* [YOUR TASKS]
(a) In the municipal broadband post, what is the rationale given for municipal broadband?
(b) Rewrite the rows below with every "instance" replaced by "occurrence", keeping everything else unchanged.

* [SOURCE EXTRACT]

%%

Thursday, April 7, 2016

Municipal Broadband: Competition or Investment, Choose One

Regulation of communications services often poses a cruel and difficult choice, namely choosing between competition or investment. In fact, that is the explicit context of policymaking in the European Community and North America, for example.

In the EC, after decades of fostering policies leading to robust competition, policymakers now are focusing on methods of obtaining more of the other sort of good, namely robust investment in next generation networks.

In the U.S market, policymakers rapidly shifted to policies designed to encourage investment in next generation networks, at the expense of policies that deliberately encouraged competition.

Such trade-offs are a difficult but real constraint on all policymaking in the next generation networks arena, including that of local access and high speed access services.

The rationale for municipal broadband is that it provides social and economic good for the community, unobtainable from private providers. Occasionally, the argument is that doing so also will lead to more competition.

That is unlikely to be a stable long-term result. In the capital-intensive fixed networks business, there are huge constraints on sustainability.

%%

* [DATA FOR THIS EXERCISE]

%%

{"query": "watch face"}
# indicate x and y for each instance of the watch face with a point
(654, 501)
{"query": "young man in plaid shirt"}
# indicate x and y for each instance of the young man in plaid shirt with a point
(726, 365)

%%

* [THE RESPONSES]
(a) It provides social and economic good for the community that cannot be obtained from private providers.

(b)
{"query": "watch face"}
# indicate x and y for each occurrence of the watch face with a point
(654, 501)
{"query": "young man in plaid shirt"}
# indicate x and y for each occurrence of the young man in plaid shirt with a point
(726, 365)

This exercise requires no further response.